Supplied passage>

Teller County Experiencing Surge In COVID-19 Cases; Charis Named as “Outbreak” Location
~ by Trevor Phipps ~
In response to a surge of COVID-19 cases across the state, Colorado Governor Jared Polis issued an executive order that requires anyone in a public indoor building to wear a face mask that covers their nose and mouth.
This marks an about-turn in policy from recent statements, as Polis indicated he would not issue a mask mandate because law enforcement agencies did not have the resources to handle the enforcement aspects of such an order. But then on Thursday, after receiving requests from many business owners, and with other states taking similar measures, Polis opted to issue the mandatory mask mandate.
It is now required for everyone older than 10 years old to wear a mask when indoors. Some people are exempt from wearing masks such as those who are hearing impaired, or some other medical disability that prevents them from wearing a mask. Businesses now have the right to ask people to leave, and not allow them to enter if people are not wearing masks.

Set of tasks>
a – Please set down the COVID-19 article word for word from "It is now required" to "not wearing masks.".
b – Using the COVID-19 article, decide whether each statement agrees with it: (i) Polis had earlier indicated he would not issue a mask mandate; (ii) businesses may refuse entry to people without masks; (iii) the mask requirement covers everyone older than 5. Answer yes or no for each and quote the deciding words.

Material supplied>
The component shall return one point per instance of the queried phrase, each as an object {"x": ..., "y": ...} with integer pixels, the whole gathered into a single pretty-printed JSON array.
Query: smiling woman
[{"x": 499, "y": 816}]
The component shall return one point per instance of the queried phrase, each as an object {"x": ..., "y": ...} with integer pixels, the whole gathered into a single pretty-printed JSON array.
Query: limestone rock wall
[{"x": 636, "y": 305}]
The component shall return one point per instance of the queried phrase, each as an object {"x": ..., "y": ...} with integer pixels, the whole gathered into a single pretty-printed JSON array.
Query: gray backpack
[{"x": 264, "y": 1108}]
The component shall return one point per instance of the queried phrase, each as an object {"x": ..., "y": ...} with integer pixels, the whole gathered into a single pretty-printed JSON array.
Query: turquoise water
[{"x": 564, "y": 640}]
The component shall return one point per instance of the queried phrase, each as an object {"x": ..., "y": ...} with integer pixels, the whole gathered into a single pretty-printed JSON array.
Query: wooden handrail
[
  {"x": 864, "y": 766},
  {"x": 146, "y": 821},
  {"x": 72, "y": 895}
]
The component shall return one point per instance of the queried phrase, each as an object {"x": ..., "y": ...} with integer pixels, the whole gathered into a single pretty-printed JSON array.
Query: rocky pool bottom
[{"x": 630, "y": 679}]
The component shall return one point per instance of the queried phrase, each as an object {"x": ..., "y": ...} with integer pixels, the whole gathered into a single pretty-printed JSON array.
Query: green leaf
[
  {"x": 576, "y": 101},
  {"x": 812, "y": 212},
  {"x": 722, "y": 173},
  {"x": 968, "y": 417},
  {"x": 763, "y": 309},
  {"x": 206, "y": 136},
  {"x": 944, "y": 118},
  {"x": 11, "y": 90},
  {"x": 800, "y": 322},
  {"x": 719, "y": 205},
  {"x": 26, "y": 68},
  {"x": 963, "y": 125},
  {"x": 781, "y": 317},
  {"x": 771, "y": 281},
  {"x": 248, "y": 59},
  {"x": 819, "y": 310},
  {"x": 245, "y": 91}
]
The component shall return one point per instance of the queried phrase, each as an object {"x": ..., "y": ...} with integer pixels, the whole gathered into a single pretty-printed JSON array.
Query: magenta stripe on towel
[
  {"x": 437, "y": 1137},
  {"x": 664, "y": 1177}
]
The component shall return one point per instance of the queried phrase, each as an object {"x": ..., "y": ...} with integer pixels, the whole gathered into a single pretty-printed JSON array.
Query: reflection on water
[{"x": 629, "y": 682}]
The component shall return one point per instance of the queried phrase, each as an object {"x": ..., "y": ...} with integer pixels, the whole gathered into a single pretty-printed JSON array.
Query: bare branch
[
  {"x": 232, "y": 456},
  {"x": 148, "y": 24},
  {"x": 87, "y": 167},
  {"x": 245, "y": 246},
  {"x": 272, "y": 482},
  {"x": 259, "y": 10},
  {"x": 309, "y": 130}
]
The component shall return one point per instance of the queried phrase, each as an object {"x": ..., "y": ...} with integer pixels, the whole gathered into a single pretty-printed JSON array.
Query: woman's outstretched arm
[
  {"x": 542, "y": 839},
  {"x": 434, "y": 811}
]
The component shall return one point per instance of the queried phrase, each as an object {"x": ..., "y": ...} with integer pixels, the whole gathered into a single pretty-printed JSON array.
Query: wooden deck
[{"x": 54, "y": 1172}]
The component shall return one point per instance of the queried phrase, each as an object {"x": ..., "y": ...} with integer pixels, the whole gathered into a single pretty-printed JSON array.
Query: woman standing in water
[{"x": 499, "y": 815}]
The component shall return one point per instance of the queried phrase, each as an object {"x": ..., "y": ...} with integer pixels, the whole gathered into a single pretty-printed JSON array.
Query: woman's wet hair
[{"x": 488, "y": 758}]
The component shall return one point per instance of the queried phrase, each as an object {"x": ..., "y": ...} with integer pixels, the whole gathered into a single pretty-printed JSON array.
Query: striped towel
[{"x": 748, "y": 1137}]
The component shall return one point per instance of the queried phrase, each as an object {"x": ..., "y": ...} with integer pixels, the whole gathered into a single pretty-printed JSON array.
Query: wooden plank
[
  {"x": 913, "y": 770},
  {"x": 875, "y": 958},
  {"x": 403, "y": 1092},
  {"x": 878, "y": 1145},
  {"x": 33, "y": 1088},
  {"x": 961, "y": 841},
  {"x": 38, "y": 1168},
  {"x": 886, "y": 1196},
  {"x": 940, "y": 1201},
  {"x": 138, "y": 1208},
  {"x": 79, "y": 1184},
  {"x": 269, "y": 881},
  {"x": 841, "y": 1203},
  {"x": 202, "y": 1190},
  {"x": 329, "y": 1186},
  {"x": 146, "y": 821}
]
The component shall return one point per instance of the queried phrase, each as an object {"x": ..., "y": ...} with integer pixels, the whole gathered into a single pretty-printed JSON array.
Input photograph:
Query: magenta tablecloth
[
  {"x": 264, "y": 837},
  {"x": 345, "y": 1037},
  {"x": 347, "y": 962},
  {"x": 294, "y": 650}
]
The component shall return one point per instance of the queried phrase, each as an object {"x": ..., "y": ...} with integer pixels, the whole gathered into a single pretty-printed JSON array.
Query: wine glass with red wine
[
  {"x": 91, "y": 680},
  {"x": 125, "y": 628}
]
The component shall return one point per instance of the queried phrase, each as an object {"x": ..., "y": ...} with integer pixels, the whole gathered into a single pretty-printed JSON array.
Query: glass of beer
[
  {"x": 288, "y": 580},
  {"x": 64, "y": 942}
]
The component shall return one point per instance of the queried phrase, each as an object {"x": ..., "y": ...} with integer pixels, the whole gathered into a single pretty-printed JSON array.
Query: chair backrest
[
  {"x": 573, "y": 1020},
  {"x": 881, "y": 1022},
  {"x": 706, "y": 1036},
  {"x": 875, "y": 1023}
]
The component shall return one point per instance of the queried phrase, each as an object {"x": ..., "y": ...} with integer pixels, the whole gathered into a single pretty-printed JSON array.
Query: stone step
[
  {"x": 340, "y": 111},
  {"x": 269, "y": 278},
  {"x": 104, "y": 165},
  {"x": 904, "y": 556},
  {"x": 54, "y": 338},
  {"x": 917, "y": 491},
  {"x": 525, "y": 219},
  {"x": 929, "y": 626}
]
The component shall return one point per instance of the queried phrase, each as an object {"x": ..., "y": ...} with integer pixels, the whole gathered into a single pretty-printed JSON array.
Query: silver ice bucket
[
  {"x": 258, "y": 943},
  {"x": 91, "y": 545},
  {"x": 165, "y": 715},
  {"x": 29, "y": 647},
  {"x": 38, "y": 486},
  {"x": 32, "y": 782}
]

Your written answers>
a –
It is now required for everyone older than 10 years old to wear a mask when indoors. Some people are exempt from wearing masks such as those who are hearing impaired, or some other medical disability that prevents them from wearing a mask. Businesses now have the right to ask people to leave, and not allow them to enter if people are not wearing masks.

b –
(i) Yes: "Polis indicated he would not issue a mask mandate"
(ii) Yes: "not allow them to enter if people are not wearing masks"
(iii) No: "It is now required for everyone older than 10 years old to wear a mask when indoors."